> **Objective**: Rewrite the lines as a Markdown table with the columns n and Line, giving each row a number and leaving out blank lines. Begin at the line that has "Note: in this drill we tag each instance of the orange" and stop after the last line.

>> BEGIN Available records

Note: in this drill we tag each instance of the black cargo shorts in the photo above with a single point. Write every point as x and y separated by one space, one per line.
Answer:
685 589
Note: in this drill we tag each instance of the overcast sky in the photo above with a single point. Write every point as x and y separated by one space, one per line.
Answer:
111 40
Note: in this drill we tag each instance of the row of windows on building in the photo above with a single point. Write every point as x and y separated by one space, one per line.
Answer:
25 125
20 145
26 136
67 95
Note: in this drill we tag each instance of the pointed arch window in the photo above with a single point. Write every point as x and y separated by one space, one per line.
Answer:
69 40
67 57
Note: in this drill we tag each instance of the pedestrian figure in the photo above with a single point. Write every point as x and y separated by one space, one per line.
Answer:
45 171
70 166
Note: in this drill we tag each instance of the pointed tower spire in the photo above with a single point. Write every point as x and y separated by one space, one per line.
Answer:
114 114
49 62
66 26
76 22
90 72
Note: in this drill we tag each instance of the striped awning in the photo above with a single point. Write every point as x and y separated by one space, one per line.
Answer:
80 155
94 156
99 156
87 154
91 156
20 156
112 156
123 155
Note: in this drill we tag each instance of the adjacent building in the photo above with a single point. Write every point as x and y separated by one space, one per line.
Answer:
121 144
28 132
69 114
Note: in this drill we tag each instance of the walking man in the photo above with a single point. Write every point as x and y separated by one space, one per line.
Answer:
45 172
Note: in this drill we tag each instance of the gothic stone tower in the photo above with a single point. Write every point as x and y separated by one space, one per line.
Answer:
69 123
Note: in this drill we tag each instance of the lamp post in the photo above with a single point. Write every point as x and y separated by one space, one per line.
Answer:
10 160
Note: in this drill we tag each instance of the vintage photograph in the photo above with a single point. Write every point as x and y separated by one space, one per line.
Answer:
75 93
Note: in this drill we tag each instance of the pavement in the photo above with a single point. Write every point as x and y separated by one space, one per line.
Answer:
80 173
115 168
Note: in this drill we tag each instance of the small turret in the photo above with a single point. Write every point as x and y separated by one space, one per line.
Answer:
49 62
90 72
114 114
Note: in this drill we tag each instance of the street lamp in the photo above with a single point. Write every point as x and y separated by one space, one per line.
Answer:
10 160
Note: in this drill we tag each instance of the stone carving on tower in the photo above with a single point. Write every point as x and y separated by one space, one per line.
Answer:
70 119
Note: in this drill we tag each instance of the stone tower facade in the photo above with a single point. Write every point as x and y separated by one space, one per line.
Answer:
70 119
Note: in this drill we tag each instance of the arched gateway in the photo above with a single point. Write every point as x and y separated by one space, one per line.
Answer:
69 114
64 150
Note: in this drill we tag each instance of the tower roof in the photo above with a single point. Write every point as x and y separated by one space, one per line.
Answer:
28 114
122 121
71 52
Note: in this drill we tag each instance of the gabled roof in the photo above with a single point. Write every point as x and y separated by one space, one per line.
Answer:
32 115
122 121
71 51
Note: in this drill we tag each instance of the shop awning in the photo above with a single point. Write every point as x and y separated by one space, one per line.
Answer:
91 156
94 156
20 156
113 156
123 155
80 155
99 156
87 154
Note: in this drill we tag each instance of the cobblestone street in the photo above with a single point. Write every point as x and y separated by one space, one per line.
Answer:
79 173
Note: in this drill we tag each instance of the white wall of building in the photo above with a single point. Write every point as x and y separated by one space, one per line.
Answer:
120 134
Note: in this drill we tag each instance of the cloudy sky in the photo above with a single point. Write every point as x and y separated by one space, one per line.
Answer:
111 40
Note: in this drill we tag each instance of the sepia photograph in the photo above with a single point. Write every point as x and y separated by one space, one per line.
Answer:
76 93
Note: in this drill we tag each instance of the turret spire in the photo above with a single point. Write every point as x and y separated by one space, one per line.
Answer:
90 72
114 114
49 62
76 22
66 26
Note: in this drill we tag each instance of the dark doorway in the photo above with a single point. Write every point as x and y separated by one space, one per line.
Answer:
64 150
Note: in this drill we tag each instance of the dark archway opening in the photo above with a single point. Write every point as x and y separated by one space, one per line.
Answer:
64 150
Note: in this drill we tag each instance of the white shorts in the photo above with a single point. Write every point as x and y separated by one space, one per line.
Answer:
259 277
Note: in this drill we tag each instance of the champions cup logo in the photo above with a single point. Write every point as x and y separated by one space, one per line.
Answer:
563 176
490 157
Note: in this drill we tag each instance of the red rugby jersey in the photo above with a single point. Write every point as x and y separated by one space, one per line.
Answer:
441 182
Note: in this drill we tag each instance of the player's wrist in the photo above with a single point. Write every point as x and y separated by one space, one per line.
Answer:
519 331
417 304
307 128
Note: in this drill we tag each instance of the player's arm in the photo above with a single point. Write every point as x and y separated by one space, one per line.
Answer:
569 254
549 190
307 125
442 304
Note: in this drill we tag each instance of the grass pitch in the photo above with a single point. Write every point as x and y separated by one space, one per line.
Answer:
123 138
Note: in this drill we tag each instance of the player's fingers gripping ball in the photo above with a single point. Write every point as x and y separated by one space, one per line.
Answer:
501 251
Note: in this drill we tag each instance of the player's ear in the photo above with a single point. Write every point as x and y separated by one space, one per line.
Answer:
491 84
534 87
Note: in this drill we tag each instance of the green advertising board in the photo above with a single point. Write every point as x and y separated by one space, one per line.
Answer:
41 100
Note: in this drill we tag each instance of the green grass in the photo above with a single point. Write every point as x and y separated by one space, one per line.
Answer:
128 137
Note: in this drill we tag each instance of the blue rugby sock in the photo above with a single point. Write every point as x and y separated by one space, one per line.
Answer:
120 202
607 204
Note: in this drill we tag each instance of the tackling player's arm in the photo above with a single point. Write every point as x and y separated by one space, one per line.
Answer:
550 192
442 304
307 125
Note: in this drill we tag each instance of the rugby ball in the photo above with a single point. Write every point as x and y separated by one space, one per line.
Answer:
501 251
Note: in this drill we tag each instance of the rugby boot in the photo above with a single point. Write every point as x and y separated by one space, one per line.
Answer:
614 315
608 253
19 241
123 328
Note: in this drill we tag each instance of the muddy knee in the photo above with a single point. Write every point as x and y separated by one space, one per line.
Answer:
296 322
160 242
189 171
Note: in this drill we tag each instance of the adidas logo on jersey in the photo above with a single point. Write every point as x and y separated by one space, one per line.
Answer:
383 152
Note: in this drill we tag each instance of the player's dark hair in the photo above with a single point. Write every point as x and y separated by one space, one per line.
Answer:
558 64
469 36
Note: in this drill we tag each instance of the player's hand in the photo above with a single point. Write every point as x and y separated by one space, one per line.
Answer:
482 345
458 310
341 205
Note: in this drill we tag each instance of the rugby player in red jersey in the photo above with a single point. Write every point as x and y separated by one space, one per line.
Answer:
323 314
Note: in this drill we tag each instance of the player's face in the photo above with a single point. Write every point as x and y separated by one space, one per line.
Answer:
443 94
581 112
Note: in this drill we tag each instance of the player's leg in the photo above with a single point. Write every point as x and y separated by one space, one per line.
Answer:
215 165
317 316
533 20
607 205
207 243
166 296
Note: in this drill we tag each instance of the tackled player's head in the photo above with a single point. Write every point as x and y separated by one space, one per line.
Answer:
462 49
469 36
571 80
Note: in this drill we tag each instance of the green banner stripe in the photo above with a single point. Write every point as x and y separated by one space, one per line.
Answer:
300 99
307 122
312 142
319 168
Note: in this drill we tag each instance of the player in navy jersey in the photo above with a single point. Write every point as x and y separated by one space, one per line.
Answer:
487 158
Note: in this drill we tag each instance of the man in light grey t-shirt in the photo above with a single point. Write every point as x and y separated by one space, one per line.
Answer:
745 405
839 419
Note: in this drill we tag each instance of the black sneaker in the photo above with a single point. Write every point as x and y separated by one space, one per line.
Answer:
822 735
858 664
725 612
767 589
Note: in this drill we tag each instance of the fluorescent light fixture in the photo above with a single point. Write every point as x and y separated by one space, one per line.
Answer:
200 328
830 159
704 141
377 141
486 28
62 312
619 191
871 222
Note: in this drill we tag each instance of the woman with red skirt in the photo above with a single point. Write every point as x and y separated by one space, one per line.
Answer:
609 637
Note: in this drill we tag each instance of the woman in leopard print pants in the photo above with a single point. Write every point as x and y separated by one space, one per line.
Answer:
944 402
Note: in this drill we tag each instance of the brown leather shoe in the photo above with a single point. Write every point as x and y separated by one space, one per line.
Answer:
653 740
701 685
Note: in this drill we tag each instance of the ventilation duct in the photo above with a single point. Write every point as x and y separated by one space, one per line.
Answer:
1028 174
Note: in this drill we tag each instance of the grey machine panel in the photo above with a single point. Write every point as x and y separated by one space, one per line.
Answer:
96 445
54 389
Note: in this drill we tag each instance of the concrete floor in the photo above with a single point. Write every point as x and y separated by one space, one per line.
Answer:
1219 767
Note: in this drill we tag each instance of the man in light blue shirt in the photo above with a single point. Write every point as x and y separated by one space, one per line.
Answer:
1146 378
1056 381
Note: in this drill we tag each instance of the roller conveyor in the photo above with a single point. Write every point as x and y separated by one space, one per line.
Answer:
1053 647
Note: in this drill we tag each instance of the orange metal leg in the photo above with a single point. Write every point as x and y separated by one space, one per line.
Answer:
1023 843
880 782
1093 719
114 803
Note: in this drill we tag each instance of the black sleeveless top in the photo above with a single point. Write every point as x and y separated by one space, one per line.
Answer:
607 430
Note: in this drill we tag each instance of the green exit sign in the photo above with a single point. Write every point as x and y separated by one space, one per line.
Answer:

>> END Available records

> **Answer to this task**:
| n | Line |
|---|---|
| 1 | Note: in this drill we tag each instance of the orange metal leg in the photo above with a single point. Write every point as x and y separated by one space, one per line. |
| 2 | Answer: |
| 3 | 1023 843 |
| 4 | 880 782 |
| 5 | 1093 719 |
| 6 | 114 803 |
| 7 | Note: in this drill we tag each instance of the black sleeveless top in the photo above with a single point. Write every point as x and y separated by one space, one per line. |
| 8 | Answer: |
| 9 | 607 430 |
| 10 | Note: in this drill we tag each instance of the green exit sign in the photo above with a single point. Write every point as x and y separated by one space, one per line. |
| 11 | Answer: |